* [JOB]:
Using the entries below, transcribe exactly the line containing "Point to the stainless steel microwave." and each line that follows it to the end.

* [DATA FOR THIS TASK]:
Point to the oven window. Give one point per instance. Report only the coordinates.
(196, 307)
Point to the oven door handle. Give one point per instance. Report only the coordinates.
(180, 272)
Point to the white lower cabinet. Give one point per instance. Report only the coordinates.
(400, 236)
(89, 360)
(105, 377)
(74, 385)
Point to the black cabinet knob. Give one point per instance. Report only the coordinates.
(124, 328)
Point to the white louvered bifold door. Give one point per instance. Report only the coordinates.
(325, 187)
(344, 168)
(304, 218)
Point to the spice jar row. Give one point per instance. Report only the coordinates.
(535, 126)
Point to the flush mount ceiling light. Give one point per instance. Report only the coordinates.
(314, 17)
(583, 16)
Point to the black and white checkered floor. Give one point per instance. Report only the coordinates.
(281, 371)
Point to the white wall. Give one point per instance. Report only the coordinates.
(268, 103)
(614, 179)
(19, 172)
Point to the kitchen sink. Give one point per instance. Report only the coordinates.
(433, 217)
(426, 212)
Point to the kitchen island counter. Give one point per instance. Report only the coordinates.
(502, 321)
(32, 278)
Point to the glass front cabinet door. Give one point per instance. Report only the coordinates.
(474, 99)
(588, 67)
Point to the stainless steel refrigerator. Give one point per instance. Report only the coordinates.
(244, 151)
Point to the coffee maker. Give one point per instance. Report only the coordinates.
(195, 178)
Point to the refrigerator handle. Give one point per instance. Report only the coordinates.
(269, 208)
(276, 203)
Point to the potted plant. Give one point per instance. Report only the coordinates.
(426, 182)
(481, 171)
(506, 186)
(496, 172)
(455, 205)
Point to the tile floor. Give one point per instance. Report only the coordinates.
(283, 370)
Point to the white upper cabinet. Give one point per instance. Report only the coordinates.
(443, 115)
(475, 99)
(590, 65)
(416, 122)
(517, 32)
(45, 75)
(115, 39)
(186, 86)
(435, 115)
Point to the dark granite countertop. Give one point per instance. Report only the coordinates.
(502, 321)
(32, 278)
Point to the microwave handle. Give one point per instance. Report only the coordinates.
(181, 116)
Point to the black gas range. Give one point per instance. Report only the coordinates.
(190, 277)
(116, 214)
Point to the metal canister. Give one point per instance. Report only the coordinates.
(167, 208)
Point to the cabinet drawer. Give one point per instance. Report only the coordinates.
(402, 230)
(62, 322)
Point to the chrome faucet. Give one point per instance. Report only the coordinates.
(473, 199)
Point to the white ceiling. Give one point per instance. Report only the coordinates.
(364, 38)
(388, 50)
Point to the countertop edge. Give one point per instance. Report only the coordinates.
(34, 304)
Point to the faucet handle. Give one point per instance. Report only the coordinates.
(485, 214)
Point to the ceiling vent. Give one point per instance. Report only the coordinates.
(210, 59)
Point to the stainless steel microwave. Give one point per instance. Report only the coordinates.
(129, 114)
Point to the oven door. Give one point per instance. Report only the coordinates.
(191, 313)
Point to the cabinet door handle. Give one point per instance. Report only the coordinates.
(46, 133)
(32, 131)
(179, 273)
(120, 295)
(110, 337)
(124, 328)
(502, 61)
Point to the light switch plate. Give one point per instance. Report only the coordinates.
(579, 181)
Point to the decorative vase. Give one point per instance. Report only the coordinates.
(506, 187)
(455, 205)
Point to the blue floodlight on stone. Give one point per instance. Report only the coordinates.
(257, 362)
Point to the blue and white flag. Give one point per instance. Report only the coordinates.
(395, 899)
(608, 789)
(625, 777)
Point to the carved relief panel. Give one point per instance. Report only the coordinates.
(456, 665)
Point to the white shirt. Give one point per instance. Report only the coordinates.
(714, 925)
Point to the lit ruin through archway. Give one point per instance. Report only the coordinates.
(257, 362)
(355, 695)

* [EXERCISE RESPONSE]:
Point to the stainless steel microwave. Give one point per instance. Report only the coordinates.
(129, 114)
Point to the oven door. Give one point per instance. Report only the coordinates.
(191, 313)
Point to the cabinet door handle. Give one point per instance. Report only the coordinates.
(46, 133)
(32, 131)
(179, 273)
(120, 295)
(110, 337)
(124, 328)
(502, 61)
Point to the light switch plate. Give one point per instance. Report only the coordinates.
(579, 181)
Point to the decorative vase. Give one point per instance. Report only the coordinates.
(506, 187)
(455, 205)
Point to the blue floodlight on stone. Give one point per instance. Report only the coordinates.
(257, 362)
Point to the blue and white flag. Give one point per instance. Report only the coordinates.
(395, 899)
(608, 789)
(625, 777)
Point to the carved relief panel. Give one point per instance. Report only the coordinates.
(456, 665)
Point to the white shirt. Give one point per instance. Report only the coordinates.
(714, 925)
Point to the lit ruin through archway. Give one point per instance. Report only the coordinates.
(257, 362)
(355, 695)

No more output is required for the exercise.